-- DATASET RECORDS follows --
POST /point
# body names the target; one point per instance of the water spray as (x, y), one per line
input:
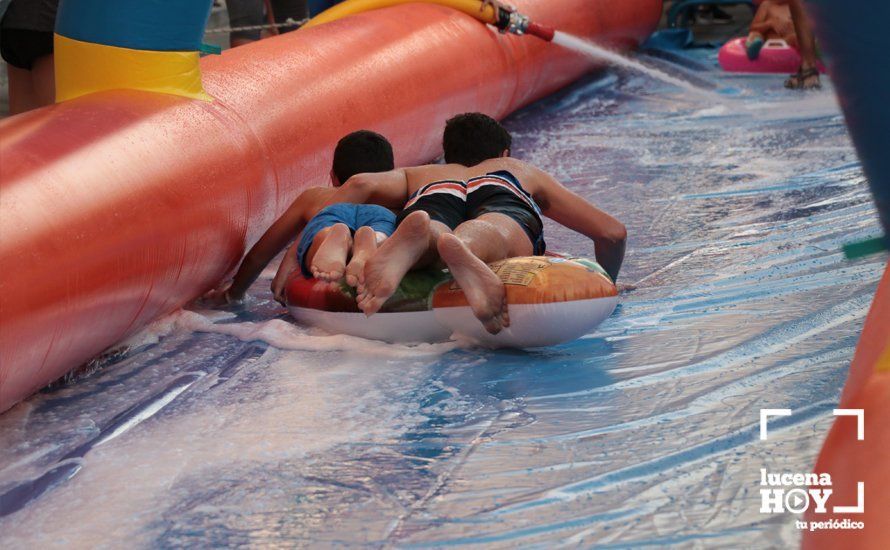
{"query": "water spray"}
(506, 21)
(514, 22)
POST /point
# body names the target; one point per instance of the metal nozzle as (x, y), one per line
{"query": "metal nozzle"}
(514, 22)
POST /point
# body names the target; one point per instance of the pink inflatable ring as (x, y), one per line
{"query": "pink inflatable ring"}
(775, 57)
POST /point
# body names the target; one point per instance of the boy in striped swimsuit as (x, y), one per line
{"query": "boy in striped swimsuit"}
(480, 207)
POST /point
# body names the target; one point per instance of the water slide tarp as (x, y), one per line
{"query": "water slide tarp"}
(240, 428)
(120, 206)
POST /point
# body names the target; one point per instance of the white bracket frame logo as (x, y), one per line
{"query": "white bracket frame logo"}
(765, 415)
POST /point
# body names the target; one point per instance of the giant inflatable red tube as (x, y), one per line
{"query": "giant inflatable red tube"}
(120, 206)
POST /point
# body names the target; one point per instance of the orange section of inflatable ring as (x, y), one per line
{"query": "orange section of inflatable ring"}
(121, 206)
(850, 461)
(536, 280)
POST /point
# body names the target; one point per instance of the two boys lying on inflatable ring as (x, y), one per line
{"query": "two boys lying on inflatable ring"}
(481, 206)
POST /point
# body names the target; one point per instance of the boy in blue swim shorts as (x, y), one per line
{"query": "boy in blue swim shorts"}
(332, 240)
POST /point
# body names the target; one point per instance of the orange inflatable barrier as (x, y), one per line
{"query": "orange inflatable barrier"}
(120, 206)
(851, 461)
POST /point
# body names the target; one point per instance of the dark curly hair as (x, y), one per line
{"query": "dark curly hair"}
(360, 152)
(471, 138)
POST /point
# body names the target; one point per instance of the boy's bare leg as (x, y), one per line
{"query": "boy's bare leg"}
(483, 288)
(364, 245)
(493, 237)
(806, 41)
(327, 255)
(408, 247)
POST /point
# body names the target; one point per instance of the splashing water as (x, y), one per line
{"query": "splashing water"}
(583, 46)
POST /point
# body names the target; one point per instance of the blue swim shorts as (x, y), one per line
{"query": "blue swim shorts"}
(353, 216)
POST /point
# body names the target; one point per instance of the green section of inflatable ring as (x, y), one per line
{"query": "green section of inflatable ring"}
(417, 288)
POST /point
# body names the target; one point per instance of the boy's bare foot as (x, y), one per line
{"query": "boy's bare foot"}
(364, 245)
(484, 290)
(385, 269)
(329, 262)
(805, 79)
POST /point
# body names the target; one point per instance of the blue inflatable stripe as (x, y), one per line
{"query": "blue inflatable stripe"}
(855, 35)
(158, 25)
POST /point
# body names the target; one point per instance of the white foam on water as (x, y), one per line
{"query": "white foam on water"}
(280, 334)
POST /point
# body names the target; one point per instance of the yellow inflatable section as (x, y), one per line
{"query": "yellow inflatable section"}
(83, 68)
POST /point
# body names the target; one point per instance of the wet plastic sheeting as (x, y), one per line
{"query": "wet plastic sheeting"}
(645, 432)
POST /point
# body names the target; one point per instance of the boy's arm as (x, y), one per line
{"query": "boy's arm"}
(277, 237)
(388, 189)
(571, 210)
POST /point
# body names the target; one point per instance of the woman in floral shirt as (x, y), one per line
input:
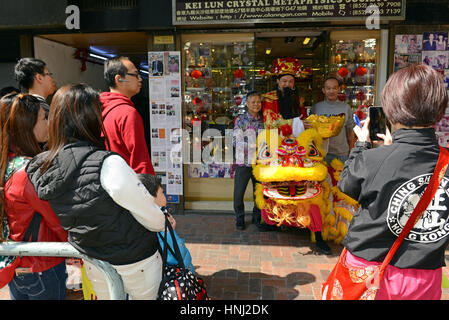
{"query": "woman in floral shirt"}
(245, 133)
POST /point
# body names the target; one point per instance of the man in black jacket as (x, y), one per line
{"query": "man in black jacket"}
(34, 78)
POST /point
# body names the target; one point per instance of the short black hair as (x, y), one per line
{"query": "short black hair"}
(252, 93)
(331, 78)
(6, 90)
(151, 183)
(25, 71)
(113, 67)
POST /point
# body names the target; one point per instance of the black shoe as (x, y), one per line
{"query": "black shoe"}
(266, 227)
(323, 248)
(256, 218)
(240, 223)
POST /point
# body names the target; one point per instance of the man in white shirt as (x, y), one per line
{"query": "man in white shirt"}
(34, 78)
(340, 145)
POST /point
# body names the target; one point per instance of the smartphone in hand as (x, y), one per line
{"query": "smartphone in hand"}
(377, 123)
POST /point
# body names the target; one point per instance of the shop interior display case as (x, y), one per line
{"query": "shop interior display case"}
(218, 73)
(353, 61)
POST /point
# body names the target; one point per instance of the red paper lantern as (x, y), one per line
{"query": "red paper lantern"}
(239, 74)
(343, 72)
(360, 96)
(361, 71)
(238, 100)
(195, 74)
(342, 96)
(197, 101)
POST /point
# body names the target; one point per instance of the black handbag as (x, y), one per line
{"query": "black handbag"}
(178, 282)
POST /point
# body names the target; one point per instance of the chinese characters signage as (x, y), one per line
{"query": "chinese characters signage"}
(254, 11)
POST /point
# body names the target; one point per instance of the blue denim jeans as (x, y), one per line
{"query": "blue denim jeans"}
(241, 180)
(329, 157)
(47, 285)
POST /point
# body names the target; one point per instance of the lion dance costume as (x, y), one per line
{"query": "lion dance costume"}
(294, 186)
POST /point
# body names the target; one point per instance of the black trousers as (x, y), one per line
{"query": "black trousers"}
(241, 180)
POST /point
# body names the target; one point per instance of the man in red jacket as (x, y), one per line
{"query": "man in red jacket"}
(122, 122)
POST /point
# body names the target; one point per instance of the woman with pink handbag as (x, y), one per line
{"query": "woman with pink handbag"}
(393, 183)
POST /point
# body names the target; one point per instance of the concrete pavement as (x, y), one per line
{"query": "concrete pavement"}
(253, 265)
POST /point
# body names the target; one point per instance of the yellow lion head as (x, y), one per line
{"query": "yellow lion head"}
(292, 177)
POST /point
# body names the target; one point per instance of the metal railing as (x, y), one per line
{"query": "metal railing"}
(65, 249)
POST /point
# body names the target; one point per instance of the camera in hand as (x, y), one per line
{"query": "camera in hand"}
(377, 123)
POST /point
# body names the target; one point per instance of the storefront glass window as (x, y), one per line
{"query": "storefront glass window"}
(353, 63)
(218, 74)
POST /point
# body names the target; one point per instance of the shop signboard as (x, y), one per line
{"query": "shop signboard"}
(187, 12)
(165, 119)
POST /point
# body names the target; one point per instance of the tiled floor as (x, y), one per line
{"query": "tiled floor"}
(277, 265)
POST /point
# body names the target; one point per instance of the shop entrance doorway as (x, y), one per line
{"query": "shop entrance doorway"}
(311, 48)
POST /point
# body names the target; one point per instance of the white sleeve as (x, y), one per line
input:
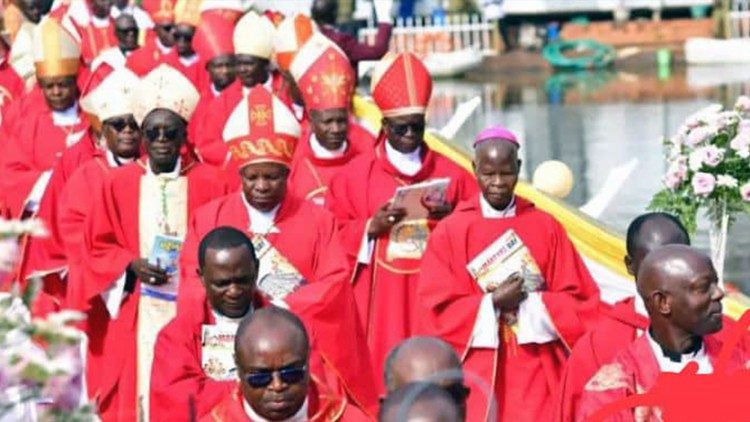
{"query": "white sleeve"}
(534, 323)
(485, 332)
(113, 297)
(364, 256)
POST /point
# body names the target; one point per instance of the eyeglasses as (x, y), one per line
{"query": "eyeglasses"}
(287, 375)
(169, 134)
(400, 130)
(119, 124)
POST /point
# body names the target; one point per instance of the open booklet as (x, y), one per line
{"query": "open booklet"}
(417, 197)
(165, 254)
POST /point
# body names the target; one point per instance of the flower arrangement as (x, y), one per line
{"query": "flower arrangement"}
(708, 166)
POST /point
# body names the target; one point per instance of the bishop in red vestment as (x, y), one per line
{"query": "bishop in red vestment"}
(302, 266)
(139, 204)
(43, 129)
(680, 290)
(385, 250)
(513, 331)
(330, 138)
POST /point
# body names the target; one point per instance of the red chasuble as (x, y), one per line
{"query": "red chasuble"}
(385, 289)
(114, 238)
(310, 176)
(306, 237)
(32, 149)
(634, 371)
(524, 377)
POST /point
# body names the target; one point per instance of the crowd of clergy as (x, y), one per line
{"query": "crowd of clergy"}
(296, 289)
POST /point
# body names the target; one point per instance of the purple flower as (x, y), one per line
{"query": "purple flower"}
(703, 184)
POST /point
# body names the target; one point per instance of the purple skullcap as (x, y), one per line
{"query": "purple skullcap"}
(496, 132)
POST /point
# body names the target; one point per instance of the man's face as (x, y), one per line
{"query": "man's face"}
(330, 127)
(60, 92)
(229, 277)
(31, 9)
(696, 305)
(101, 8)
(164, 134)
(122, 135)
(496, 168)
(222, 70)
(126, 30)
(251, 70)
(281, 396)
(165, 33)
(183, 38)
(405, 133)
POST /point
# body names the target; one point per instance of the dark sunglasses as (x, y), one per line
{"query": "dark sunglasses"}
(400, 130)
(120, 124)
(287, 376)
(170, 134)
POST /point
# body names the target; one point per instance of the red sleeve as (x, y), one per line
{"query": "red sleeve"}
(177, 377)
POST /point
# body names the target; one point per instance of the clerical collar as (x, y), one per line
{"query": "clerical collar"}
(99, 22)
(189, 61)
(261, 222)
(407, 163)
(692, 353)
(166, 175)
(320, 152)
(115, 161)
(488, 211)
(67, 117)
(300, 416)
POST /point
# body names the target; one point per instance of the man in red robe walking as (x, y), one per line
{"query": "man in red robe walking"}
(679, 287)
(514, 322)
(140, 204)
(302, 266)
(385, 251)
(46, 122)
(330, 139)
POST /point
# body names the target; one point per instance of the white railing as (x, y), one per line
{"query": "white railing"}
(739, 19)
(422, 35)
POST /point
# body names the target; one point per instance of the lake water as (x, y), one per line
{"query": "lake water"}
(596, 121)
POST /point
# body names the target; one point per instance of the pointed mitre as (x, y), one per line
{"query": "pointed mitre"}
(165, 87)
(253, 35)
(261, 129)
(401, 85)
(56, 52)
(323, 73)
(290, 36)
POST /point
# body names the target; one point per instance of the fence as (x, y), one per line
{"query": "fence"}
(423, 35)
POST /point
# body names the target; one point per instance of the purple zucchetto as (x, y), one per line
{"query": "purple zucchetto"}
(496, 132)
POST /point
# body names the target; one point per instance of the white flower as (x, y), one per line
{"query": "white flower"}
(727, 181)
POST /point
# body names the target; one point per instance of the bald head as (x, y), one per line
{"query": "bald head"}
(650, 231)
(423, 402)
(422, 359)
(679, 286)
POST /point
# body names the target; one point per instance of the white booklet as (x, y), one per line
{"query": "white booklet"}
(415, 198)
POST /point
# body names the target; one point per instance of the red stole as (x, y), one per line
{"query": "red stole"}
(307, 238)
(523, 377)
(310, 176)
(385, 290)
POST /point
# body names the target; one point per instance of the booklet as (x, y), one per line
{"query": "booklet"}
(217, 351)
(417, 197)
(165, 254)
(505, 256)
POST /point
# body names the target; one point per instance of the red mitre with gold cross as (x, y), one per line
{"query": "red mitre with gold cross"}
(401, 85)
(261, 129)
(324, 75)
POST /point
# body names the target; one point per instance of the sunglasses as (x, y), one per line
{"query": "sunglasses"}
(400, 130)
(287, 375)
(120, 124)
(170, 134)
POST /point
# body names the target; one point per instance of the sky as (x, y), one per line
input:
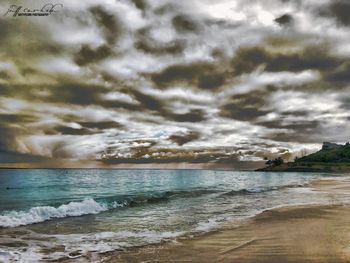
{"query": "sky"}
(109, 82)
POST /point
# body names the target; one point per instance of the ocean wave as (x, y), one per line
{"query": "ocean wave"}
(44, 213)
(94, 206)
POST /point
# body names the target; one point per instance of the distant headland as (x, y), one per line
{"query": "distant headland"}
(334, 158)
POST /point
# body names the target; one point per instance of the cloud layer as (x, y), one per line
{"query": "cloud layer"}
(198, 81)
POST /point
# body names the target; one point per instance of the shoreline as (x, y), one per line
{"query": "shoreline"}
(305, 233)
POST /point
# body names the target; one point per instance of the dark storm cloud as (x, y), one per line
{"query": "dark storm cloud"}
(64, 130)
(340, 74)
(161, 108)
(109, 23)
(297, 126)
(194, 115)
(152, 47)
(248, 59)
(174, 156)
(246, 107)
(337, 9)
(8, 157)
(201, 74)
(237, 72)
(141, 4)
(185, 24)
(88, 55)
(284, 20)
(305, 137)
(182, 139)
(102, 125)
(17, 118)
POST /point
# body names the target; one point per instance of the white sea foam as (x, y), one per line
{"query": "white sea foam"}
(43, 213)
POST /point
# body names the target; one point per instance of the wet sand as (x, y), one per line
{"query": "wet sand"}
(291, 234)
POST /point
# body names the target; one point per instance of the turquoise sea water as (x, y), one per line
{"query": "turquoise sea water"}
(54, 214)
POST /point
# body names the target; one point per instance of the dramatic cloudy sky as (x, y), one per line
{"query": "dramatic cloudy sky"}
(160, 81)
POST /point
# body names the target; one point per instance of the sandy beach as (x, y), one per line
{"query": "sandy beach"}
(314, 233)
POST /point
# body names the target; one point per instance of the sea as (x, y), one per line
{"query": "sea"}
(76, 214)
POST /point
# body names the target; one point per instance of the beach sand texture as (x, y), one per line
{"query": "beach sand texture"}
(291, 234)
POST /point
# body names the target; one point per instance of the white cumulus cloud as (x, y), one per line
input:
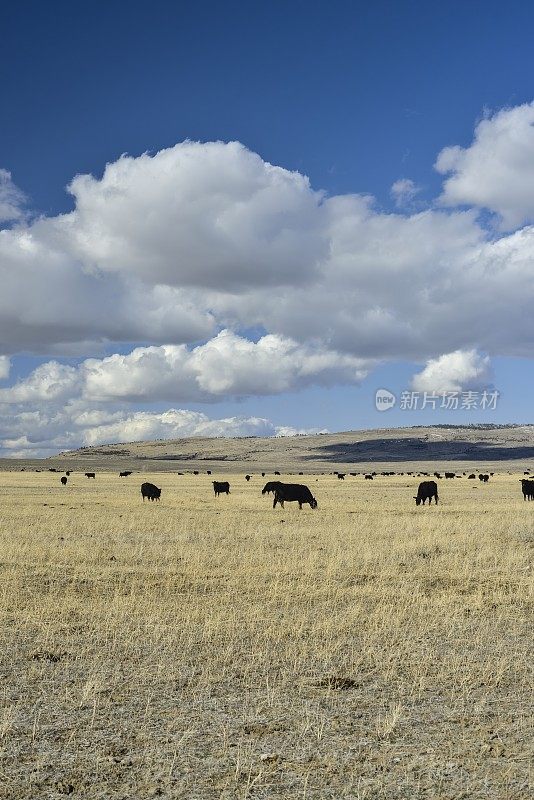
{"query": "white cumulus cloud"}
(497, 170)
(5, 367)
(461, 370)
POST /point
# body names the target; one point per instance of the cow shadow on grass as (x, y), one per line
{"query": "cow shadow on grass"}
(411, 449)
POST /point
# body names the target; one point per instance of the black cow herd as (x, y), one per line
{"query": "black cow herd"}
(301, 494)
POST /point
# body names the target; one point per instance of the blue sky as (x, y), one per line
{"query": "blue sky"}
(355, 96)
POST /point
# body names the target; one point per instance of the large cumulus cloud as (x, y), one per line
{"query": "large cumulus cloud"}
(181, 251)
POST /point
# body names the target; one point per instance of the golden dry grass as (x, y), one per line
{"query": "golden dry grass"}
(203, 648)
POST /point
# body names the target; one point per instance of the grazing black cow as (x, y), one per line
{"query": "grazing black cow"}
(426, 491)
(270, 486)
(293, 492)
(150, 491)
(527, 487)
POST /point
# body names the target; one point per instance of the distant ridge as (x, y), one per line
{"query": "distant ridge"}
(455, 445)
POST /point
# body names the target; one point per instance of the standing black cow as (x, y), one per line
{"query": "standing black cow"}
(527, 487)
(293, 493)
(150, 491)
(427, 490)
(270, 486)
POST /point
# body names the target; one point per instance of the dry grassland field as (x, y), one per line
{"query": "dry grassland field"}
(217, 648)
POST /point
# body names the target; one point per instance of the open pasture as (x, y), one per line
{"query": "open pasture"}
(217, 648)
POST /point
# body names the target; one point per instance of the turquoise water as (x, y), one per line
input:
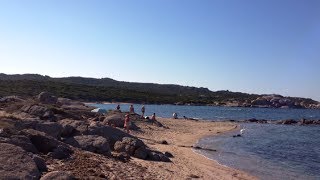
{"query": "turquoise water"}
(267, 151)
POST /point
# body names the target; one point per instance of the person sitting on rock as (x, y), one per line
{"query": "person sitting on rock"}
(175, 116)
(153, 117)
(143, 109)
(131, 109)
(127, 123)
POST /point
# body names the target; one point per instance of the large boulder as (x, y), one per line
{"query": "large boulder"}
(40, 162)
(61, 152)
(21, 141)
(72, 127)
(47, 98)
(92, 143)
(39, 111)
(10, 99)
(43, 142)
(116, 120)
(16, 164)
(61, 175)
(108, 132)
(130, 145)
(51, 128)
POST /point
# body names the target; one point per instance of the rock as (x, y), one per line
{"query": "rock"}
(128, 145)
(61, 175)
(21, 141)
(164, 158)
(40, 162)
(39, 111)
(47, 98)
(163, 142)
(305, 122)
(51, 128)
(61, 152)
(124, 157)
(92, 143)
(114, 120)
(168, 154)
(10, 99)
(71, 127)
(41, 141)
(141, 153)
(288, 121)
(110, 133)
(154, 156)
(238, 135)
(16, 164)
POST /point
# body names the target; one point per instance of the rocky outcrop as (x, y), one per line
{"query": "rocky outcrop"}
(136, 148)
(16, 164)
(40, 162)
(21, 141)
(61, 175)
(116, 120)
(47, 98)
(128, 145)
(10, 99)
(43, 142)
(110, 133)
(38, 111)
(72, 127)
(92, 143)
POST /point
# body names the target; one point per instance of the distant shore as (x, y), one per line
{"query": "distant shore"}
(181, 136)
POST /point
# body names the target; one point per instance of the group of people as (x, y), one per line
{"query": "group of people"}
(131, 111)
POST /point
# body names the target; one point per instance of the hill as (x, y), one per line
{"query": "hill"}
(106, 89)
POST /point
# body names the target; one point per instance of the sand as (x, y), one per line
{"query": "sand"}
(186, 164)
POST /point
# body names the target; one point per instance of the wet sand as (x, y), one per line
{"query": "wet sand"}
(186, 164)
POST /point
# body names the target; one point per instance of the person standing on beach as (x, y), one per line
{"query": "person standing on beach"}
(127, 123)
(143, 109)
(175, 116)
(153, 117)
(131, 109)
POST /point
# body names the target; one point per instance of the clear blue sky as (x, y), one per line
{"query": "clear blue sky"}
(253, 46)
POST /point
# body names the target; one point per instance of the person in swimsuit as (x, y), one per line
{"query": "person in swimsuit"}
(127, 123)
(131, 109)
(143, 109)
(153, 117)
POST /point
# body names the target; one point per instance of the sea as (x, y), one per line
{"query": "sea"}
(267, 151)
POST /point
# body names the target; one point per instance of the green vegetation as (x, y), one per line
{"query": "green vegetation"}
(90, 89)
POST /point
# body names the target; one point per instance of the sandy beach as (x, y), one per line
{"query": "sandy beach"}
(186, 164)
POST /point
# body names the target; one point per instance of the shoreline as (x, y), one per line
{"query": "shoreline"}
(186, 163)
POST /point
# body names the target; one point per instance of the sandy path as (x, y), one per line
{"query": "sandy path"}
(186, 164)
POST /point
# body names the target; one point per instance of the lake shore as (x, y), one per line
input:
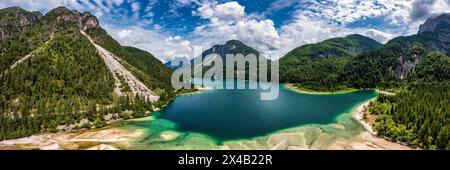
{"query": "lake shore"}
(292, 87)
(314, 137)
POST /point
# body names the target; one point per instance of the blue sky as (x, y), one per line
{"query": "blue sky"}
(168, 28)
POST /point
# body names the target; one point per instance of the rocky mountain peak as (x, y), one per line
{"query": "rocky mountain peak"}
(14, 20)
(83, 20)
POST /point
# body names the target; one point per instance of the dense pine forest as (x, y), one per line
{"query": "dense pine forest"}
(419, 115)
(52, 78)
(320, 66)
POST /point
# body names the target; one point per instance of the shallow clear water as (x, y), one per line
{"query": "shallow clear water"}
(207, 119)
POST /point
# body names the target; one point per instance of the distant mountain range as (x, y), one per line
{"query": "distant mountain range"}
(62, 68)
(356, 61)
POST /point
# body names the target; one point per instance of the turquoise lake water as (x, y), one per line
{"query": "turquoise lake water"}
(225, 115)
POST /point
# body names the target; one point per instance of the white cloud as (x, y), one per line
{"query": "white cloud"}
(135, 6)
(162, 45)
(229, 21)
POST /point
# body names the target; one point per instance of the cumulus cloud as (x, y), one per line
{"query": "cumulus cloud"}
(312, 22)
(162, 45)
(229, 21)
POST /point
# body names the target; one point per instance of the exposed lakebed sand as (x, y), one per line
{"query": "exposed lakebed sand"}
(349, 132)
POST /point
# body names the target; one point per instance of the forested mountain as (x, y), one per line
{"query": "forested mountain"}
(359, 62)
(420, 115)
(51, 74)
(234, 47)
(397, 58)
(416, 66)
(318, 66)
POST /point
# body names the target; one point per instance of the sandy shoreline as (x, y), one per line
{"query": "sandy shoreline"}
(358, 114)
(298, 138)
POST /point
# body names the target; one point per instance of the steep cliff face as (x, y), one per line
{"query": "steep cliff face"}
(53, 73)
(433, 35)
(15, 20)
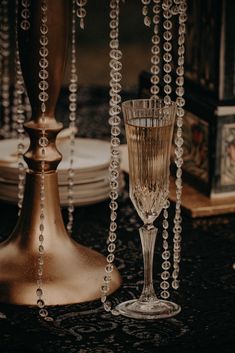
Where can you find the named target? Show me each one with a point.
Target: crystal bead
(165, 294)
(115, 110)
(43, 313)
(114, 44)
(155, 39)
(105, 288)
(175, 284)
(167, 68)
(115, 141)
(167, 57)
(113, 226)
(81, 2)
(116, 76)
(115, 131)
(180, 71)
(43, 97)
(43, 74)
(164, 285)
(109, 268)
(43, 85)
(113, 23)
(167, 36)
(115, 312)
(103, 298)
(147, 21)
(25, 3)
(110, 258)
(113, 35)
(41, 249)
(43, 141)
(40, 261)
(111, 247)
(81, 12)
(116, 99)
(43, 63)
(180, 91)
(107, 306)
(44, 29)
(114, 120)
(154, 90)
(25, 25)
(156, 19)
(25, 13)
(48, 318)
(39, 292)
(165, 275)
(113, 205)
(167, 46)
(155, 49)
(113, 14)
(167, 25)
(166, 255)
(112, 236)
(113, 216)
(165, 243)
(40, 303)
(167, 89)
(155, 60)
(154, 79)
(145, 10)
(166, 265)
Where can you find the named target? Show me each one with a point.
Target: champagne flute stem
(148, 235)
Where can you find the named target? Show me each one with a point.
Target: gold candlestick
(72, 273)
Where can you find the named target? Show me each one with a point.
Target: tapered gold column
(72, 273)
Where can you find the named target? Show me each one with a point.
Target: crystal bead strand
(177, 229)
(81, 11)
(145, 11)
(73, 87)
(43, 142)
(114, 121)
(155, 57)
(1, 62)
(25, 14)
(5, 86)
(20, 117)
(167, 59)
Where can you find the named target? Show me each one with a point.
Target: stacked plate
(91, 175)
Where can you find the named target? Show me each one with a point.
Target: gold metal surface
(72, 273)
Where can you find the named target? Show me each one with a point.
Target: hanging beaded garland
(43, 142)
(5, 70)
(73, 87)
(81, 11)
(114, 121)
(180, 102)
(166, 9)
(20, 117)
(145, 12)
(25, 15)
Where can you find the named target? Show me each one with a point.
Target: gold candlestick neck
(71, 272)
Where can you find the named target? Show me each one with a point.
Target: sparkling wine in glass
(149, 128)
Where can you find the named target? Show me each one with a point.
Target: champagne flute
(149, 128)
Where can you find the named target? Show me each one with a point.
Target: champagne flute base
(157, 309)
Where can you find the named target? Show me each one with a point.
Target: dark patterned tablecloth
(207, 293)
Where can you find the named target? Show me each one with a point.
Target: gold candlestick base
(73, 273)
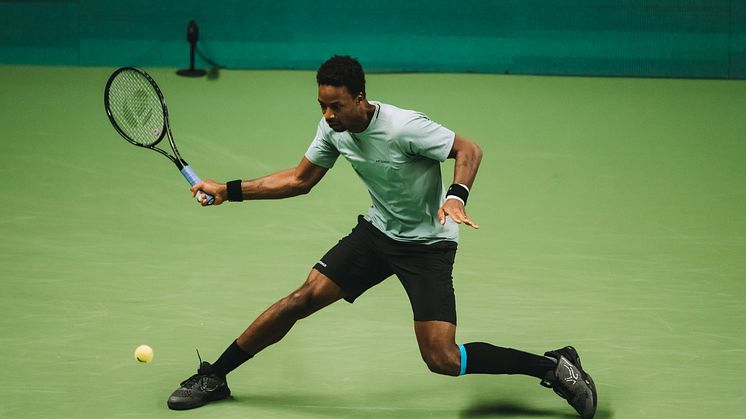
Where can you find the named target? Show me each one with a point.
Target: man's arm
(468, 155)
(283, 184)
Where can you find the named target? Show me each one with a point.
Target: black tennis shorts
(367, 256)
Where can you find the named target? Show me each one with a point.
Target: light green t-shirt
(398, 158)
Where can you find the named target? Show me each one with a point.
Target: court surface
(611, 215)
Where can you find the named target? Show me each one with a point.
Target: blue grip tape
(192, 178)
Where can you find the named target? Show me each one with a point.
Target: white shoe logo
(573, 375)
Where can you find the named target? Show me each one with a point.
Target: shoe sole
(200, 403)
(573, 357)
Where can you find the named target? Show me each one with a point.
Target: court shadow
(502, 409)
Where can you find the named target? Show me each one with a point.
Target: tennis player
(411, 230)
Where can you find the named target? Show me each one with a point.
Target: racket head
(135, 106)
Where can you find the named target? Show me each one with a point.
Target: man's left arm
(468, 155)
-- DATASET RECORDS concluded --
▶ WORK ITEM
Write back the stretch of lines above that begins with the line holding "turquoise water as (x, y), one per line" and ends with the line holding "the rock as (x, y), one per line", both included, exactly as written. Pictures stay out.

▶ REPLY TO THE EXERCISE
# body names the target; one point per instance of the turquoise water as (x, y), one per line
input:
{"query": "turquoise water"}
(267, 151)
POST /point
# body names the target; one point per instance of the person sitting on rock as (x, y), one per line
{"query": "person sitting on rock"}
(175, 116)
(153, 117)
(143, 109)
(131, 109)
(127, 123)
POST /point
# body names the target; one point per instance of the large boulder as (x, y), one per line
{"query": "large boulder"}
(40, 162)
(61, 152)
(21, 141)
(72, 127)
(47, 98)
(92, 143)
(39, 111)
(10, 99)
(43, 142)
(116, 120)
(16, 164)
(61, 175)
(108, 132)
(130, 145)
(51, 128)
POST /point
# body names the target; one point per instance of the rock as (x, y), one per line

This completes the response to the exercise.